═════ Page text

QR, AR, 4sq and @wadds

No, the headline is not an April Fool…

Today we welcome the return of Stephen Waddington (@wadds) to the Media Centre for a masterclass in how social media integrates into a range of PR and communications strategies. It is going to be good!

We are also going to think about how various applications that are loosely based around geolocation are opening up new areas for communications, marketing and journalism.

One of the key elements of public relations is to add layers of meaning. It is about creating and, importantly, making available content that explains an organisation, and its products and services. The more ways in which a stakeholder can connect positively to an organisation the stronger and more rewarding the relationship will be. Often this means telling the story in richer and more imaginative ways, adding detail, nuance … and surprise.

Let’s start by thinking for a moment about Augmented Reality, which can be seen as adding extra data around a subject. Here is a the simplest intro I could find

UPDATE: This is better…

Then let’s glimpse a version of the near future.

══════════

- **Written request A**: Please copy out the post on social media and PR from "QR, AR, 4sq" to "nuance … and surprise.".
- **Written request B**: Carry on the post on social media and PR from the point where it stops.
The material below comes from a separate source.

═════ Supplied data

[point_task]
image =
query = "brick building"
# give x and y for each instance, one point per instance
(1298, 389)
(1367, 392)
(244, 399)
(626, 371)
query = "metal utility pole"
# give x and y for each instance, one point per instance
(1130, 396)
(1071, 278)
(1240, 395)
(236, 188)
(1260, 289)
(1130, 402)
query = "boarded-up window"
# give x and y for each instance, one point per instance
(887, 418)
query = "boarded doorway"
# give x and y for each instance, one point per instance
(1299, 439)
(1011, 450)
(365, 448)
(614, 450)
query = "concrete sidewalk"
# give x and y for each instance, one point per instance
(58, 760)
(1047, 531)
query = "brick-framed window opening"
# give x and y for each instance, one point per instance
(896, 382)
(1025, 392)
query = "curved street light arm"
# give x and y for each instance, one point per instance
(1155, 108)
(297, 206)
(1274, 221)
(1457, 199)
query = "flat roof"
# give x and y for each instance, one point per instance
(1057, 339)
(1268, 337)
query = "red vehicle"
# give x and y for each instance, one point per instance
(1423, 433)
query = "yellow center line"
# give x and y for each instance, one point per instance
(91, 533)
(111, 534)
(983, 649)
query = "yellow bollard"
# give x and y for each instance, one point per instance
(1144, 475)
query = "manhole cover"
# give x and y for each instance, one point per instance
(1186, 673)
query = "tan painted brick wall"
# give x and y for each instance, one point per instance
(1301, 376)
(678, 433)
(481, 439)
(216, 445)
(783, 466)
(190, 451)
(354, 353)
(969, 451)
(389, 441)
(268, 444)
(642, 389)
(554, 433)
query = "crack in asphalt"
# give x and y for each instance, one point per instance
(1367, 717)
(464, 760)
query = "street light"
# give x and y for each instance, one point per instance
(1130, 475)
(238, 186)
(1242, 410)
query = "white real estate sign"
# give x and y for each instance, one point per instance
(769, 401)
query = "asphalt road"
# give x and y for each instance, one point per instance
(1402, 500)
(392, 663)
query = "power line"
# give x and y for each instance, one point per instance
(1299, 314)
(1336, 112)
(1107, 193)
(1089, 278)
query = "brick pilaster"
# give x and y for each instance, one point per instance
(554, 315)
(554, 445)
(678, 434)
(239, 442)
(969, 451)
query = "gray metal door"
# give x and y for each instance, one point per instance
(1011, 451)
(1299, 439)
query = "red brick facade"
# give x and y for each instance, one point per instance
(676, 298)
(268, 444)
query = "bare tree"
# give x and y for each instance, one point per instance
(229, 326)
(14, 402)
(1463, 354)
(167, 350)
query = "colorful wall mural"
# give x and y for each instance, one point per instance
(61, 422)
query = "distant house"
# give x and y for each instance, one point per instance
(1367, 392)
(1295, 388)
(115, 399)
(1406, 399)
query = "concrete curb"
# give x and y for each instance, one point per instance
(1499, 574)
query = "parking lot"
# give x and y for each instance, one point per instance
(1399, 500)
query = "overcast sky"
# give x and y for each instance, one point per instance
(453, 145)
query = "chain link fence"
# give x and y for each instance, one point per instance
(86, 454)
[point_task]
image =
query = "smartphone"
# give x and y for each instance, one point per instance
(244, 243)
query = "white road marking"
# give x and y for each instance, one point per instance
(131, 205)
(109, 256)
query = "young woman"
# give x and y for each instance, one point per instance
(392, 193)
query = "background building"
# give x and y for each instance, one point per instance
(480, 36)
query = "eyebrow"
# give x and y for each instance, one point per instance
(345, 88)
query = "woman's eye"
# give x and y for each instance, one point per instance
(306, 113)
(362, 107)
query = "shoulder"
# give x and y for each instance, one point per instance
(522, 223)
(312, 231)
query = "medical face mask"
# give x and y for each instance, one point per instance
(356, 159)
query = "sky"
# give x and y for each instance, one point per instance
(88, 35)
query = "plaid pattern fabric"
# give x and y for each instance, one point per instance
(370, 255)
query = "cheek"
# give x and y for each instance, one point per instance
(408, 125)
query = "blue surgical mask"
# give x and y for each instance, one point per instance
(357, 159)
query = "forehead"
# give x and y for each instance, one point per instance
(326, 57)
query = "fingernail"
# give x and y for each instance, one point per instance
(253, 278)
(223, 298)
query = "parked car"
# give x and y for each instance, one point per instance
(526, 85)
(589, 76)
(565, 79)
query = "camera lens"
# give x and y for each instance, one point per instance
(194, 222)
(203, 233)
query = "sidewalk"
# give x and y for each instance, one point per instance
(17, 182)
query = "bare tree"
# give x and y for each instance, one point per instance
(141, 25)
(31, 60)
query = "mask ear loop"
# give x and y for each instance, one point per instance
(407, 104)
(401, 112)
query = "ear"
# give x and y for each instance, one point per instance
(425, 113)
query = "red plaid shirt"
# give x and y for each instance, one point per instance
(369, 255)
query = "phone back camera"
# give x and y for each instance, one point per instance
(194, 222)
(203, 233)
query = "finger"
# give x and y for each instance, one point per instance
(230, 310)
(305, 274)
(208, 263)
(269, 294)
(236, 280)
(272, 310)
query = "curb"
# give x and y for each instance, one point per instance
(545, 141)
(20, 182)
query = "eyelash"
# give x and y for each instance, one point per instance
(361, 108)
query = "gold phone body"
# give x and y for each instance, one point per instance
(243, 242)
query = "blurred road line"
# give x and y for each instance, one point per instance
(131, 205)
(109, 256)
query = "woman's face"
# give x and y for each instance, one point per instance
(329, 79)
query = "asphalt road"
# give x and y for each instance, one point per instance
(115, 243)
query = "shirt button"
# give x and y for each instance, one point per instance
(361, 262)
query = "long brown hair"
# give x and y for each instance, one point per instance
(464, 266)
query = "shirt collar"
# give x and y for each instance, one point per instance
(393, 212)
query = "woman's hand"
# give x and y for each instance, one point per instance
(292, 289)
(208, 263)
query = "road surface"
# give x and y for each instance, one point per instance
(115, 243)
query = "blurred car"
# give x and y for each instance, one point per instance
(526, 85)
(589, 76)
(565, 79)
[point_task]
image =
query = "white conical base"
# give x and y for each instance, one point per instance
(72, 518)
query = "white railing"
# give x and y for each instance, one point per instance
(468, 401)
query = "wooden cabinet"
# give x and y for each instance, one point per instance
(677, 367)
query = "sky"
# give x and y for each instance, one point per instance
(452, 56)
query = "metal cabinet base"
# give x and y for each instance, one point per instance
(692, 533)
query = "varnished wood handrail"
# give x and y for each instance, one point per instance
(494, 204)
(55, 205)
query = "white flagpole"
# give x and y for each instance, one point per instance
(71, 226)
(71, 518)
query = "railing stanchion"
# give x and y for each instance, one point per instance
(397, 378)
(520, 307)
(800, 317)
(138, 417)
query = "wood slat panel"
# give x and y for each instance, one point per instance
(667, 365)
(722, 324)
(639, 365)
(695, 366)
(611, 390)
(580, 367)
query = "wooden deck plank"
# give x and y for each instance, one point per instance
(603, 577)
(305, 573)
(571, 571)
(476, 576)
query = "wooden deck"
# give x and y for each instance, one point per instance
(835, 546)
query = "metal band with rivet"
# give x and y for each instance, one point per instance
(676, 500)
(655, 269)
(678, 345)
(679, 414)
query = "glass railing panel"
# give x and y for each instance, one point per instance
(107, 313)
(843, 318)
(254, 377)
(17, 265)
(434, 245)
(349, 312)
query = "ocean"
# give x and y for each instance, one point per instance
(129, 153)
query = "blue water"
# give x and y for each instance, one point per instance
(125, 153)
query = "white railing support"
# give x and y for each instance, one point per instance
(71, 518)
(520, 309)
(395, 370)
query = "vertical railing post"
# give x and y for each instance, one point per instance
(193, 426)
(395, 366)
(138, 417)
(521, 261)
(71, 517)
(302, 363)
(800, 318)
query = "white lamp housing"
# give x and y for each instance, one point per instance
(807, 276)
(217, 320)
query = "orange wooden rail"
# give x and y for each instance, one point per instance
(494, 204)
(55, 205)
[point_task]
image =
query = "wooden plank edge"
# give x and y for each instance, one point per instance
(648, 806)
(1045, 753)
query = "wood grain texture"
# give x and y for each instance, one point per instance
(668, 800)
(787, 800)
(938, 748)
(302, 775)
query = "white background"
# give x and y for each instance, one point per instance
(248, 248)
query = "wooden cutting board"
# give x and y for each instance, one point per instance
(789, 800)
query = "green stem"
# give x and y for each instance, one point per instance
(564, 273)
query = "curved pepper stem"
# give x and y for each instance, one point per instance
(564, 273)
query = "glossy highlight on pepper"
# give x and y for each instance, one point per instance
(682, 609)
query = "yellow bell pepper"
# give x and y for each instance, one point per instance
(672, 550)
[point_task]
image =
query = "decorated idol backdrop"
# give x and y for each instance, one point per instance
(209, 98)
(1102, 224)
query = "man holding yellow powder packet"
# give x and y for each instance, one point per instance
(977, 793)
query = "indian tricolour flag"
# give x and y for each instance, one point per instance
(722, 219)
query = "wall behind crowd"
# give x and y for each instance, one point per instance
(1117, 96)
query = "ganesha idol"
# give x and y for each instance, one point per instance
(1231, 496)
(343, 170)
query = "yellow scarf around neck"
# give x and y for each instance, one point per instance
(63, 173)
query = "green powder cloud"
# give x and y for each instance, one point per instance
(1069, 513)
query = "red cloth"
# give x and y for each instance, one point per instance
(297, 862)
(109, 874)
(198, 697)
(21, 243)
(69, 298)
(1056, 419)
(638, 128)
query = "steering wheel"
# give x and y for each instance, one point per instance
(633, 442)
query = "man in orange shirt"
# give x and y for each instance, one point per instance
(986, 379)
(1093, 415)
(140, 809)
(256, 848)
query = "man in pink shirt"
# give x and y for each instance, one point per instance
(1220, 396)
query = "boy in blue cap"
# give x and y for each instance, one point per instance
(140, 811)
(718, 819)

══════════

- **Task result A**:
QR, AR, 4sq and @wadds

No, the headline is not an April Fool…

Today we welcome the return of Stephen Waddington (@wadds) to the Media Centre for a masterclass in how social media integrates into a range of PR and communications strategies. It is going to be good!

We are also going to think about how various applications that are loosely based around geolocation are opening up new areas for communications, marketing and journalism.

One of the key elements of public relations is to add layers of meaning. It is about creating and, importantly, making available content that explains an organisation, and its products and services. The more ways in which a stakeholder can connect positively to an organisation the stronger and more rewarding the relationship will be. Often this means telling the story in richer and more imaginative ways, adding detail, nuance … and surprise.

- **Task result B**:
This may or may not be what is around the corner, but it does bring to life the notion of an “Internet of Things” that further blurs the boundaries between objects, tools and platforms. Think about the interactive map of Manhattan that recognises the woman’s language and provides tailored content. Is creating the content for a the guide that much different from writing a news release? Well. yes… But no!

Then take a look a walk around New York’s Central Park, and start thinking about QR codes.

Now, do some more research into either QR codes, FourSquare (discussed in some detail by Brian Solis), Facebook Places or Google maps, and (MAC114) be ready to make a small presentation about how one of these could be applied to either your blog, your type of journalism or for a client for whom you may go on to work.

One of my favourite maps and data mash-ups is still the Cincinnati Cincinnavigator. Click on dog licences, find the Doberman and then overlay burglaries!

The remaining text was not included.